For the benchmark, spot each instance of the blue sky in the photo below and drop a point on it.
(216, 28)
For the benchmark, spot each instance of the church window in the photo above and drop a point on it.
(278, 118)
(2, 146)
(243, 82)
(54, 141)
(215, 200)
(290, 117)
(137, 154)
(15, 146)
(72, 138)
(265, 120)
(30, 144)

**EXERCISE**
Render every line of the listing above as a JSON list of strings, one string per line, with blank lines left out.

**IN RESPONSE**
[
  "For the benchmark, spot each instance of the blue sky in the photo below and drop a point on it.",
  "(216, 28)",
  "For the benchmark, spot each instance of the church window in the photo above and drop a point on it.",
  "(278, 118)",
  "(2, 146)",
  "(243, 82)",
  "(54, 141)",
  "(215, 200)",
  "(290, 117)",
  "(137, 154)",
  "(15, 146)",
  "(72, 138)",
  "(265, 120)",
  "(30, 144)"
]